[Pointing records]
┌────────

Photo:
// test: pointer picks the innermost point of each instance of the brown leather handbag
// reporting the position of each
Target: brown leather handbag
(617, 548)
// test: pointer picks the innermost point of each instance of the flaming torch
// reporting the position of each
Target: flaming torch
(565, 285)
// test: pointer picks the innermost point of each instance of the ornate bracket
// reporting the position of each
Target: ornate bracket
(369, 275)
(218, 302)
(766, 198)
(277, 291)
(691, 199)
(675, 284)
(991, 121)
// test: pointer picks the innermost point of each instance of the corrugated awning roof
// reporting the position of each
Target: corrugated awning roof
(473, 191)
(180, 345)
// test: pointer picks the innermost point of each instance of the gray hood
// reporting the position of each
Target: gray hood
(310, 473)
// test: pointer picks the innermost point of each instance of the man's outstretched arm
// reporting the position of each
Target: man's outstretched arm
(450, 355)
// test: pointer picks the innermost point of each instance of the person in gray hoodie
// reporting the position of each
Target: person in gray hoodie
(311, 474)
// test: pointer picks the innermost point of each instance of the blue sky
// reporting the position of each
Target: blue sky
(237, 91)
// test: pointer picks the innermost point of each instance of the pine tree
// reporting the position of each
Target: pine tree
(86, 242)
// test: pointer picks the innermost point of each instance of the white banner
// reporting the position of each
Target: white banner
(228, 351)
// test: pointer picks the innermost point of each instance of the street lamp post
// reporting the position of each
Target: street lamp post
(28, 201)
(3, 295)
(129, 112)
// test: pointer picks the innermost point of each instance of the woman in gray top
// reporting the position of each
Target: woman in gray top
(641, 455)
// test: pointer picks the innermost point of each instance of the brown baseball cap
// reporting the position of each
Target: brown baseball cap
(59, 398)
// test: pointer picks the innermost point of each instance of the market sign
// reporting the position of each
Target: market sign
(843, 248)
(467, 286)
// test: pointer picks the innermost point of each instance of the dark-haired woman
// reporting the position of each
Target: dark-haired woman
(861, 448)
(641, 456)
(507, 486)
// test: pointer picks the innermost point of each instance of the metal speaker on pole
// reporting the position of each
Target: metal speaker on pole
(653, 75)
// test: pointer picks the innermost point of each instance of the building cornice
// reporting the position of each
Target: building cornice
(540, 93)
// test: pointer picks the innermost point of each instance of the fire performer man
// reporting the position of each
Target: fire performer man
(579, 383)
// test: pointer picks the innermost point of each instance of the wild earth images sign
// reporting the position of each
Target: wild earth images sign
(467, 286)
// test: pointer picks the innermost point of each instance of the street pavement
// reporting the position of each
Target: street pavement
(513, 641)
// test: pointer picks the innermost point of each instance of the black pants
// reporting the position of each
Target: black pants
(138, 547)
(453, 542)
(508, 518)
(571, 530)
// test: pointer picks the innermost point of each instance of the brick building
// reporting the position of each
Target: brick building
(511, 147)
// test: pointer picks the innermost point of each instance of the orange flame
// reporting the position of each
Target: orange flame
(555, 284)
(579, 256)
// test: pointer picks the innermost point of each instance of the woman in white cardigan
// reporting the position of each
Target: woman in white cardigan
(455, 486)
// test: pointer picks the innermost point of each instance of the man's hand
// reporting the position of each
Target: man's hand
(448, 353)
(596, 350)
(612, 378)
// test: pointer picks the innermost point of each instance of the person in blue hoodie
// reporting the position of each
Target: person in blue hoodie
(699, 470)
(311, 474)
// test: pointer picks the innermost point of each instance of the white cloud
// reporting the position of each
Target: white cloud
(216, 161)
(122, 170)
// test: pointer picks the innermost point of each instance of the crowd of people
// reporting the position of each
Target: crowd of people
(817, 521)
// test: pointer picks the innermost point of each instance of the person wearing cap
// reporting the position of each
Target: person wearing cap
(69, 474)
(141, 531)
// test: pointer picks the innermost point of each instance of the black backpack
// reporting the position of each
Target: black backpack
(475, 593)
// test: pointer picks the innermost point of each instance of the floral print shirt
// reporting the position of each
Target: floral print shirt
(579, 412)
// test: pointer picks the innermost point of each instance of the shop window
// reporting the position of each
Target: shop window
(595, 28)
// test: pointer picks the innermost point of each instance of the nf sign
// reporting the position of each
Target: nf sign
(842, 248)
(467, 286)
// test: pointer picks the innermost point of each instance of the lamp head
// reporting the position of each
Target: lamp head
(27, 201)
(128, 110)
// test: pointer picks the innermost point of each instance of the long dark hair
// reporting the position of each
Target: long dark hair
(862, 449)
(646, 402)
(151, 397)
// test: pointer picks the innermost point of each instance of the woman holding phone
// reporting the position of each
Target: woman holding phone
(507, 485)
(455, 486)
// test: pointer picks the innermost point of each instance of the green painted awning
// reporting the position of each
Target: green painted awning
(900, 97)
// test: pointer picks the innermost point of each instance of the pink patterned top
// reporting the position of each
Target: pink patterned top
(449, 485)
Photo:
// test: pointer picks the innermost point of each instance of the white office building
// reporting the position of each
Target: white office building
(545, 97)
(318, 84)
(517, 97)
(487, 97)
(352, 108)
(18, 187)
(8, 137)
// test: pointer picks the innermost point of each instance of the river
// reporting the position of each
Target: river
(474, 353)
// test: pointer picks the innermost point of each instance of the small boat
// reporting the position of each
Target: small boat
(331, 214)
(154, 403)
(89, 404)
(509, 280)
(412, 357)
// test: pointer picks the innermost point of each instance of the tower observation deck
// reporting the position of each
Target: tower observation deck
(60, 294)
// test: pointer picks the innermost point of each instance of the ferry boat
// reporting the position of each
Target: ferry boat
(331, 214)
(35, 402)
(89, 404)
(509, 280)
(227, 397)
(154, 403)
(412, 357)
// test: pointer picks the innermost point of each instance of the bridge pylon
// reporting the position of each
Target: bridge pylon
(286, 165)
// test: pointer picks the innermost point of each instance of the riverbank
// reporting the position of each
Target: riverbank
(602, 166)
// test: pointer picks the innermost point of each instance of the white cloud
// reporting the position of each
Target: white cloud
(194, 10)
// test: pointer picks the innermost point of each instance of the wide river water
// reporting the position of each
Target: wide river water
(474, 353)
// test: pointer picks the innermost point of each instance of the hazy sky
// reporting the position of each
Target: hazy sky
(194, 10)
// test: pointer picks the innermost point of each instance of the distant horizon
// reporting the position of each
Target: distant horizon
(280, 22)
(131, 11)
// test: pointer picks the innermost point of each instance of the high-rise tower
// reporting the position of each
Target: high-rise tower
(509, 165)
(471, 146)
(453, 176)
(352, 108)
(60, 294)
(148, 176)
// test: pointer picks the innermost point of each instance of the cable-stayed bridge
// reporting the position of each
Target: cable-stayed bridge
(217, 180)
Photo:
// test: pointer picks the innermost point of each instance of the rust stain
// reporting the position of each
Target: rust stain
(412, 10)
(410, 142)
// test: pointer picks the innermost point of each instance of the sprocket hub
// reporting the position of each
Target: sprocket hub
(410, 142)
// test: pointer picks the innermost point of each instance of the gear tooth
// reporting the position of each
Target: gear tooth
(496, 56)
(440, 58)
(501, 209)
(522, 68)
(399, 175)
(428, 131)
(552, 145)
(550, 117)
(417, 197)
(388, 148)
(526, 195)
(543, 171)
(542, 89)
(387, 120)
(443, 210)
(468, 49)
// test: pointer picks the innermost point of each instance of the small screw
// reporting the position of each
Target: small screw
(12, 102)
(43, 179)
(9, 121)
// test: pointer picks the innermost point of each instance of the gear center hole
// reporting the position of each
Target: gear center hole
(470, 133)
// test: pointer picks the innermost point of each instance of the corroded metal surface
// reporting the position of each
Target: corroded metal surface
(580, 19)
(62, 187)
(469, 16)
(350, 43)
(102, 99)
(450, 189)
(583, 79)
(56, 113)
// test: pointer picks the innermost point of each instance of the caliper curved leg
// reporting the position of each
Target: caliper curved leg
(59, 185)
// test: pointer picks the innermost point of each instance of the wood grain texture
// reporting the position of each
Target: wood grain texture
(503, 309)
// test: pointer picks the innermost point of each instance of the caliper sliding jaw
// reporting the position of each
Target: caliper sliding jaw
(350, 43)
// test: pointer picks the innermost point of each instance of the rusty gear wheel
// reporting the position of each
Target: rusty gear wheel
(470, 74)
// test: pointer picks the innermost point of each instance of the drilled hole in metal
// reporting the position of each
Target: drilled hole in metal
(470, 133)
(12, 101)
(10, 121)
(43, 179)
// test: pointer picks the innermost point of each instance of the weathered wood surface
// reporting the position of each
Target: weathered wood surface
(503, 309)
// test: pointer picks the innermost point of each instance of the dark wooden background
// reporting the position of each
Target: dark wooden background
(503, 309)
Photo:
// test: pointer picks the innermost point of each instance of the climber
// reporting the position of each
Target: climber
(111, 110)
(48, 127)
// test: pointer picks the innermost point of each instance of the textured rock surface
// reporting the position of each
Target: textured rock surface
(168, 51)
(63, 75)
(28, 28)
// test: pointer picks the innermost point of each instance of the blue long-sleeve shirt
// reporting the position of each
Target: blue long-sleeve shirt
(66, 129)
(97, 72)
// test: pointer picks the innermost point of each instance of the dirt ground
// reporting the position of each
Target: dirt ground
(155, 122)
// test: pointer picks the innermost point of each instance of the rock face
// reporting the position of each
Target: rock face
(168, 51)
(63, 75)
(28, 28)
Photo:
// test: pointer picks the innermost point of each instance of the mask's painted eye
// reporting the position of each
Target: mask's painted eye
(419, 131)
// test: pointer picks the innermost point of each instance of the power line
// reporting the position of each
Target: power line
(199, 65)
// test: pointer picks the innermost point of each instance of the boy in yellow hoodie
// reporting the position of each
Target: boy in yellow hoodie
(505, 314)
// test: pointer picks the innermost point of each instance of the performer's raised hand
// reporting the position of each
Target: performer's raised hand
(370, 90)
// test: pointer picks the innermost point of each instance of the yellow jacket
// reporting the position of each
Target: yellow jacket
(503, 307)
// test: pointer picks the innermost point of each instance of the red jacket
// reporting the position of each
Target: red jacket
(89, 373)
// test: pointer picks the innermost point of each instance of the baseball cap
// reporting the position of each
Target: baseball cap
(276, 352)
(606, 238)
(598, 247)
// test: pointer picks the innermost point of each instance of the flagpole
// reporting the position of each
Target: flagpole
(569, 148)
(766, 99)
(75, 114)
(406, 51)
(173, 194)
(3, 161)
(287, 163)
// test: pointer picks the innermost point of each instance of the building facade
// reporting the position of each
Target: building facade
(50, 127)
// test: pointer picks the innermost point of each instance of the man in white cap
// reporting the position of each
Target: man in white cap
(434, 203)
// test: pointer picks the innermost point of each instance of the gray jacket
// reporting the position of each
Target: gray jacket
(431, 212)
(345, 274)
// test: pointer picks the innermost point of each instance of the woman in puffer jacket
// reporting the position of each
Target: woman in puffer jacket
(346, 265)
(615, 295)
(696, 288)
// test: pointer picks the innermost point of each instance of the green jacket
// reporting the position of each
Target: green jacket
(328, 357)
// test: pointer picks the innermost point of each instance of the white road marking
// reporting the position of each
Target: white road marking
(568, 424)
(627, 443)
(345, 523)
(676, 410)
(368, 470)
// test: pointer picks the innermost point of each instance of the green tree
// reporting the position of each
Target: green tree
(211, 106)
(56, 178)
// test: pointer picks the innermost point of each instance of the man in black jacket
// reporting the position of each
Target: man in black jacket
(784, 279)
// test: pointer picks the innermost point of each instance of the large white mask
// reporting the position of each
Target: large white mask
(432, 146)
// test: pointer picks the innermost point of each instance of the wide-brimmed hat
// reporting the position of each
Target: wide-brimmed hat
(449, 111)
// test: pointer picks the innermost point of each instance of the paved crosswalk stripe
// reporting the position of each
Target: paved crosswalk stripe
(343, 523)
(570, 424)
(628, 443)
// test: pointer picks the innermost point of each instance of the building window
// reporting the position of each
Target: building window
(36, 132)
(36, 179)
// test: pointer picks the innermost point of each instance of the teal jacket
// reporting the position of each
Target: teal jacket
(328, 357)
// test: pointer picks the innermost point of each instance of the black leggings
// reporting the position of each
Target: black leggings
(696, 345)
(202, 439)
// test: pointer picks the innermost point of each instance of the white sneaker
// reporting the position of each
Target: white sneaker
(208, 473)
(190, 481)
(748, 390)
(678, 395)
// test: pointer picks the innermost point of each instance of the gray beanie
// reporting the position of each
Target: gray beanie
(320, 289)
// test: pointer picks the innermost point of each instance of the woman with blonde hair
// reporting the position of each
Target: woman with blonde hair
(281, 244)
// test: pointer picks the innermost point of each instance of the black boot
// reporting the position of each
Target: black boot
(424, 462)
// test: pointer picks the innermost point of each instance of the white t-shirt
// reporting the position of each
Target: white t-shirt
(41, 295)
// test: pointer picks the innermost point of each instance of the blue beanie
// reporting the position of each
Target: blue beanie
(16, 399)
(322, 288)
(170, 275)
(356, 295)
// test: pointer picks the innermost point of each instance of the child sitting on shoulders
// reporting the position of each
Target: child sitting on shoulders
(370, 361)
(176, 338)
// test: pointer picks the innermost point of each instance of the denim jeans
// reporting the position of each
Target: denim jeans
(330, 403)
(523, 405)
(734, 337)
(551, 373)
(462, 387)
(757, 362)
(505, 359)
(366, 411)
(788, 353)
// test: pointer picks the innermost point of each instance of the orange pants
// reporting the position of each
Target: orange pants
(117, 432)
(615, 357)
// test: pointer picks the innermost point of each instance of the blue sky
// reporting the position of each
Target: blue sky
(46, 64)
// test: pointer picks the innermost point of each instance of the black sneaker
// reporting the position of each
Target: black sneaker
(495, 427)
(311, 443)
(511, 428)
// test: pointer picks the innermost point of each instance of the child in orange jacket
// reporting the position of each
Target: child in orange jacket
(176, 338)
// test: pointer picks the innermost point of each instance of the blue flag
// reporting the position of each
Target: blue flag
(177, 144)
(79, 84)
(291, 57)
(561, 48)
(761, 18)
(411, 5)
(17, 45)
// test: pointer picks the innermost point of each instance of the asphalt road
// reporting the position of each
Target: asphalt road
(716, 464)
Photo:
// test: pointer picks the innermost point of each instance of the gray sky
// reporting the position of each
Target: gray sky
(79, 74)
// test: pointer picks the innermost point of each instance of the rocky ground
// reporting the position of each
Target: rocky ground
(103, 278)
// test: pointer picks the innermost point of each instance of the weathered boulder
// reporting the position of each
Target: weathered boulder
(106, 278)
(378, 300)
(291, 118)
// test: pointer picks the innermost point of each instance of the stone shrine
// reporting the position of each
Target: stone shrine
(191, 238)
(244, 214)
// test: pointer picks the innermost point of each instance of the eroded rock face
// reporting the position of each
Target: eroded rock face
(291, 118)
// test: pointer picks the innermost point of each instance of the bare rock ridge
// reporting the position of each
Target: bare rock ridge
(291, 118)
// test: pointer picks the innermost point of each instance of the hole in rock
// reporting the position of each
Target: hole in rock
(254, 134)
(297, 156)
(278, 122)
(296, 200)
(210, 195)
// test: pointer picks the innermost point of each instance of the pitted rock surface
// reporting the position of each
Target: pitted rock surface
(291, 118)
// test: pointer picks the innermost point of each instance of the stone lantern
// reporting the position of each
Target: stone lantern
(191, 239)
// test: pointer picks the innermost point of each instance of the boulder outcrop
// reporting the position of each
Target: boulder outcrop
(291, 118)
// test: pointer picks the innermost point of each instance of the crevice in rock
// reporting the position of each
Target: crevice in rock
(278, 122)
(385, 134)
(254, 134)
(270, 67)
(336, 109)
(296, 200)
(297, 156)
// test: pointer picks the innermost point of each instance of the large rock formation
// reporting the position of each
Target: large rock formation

└────────

_Written instruction_: Reproduce only those lines of the entries above that run from the line with "the bare rock ridge" to the final line.

_Solution for this exercise_:
// test: pointer picks the innermost point of each instance of the bare rock ridge
// reporting the position of each
Target: bare rock ridge
(291, 118)
// test: pointer picks the innermost point of each instance of the hole in rock
// reporting the position of each
Target: hole in rock
(254, 134)
(297, 156)
(278, 122)
(296, 200)
(210, 195)
// test: pointer picks the innermost point of each instance of the pitted rock surface
// reporting the position of each
Target: pitted rock surface
(291, 118)
// test: pointer picks the innermost point of each instance of the stone lantern
// reporting the position of each
Target: stone lantern
(191, 239)
// test: pointer picks the innermost point of each instance of the boulder outcrop
// reporting the position of each
Target: boulder outcrop
(291, 118)
// test: pointer picks the innermost point of each instance of the crevice in rock
// reporting the position of each
Target: crevice in rock
(278, 122)
(385, 134)
(254, 134)
(270, 67)
(336, 109)
(296, 200)
(297, 156)
// test: pointer picks the innermost point of each instance of the large rock formation
// reporting the position of each
Target: large rock formation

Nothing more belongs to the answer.